• [Problem details] The reply must consist of one number: how many lines of the data include the word "point".

• [Materials provided]
▬▬▬▬▬▬
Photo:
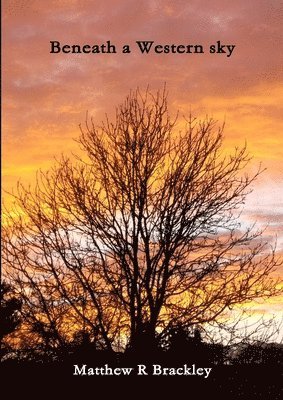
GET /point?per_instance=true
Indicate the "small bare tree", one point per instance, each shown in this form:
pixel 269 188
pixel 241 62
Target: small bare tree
pixel 139 236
▬▬▬▬▬▬
• [Written reply] 2